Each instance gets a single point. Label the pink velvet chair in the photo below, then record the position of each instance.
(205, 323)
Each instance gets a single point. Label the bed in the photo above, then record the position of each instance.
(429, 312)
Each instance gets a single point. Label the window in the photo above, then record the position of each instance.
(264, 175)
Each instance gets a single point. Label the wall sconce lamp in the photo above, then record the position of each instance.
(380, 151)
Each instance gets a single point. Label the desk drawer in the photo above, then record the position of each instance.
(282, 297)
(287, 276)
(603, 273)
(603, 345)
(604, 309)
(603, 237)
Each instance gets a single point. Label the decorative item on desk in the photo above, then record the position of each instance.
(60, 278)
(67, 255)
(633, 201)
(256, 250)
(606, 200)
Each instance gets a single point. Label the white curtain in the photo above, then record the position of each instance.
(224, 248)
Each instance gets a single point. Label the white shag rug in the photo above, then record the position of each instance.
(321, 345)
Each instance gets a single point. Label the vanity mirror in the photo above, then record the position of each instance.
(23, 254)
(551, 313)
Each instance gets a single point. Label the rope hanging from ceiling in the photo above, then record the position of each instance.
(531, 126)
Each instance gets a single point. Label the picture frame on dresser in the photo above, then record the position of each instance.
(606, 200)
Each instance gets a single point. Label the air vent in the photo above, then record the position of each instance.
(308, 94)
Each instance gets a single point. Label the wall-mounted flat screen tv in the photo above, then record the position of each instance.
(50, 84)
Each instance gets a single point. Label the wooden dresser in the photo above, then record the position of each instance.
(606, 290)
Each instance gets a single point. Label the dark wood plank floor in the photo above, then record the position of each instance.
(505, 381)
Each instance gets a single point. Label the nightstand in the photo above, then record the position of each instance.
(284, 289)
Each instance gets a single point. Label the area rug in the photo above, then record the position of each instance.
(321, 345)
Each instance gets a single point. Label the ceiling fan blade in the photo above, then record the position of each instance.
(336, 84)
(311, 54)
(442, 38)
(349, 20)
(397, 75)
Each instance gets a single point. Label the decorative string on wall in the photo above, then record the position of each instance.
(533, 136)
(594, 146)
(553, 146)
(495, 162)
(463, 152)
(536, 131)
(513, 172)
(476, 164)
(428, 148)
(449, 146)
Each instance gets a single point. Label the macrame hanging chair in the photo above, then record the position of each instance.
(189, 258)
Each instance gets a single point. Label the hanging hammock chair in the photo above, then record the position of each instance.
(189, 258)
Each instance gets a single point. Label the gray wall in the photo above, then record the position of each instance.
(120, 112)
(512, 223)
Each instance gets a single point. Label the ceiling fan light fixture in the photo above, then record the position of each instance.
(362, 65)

(AIM OF THE TASK):
Repeat exactly, and only, the lines of the records above, starting with the line that contains "Each instance gets a single point. Label the macrame" and ending with the final line, both included.

(THE RESULT):
Each instance gets a single point. Label the macrame hanging chair in the photo above, then record the position of each instance.
(189, 258)
Each instance gets a single point. Label the hanging hammock chair in the photo above, then record the position of each instance.
(189, 258)
Each instance gets a single point. Label the gray wall in the photo above, then record the position of each instance.
(120, 112)
(512, 223)
Each instance gets a single point. Label the ceiling fan light fixture in the photo above, then record the position of each instance.
(362, 65)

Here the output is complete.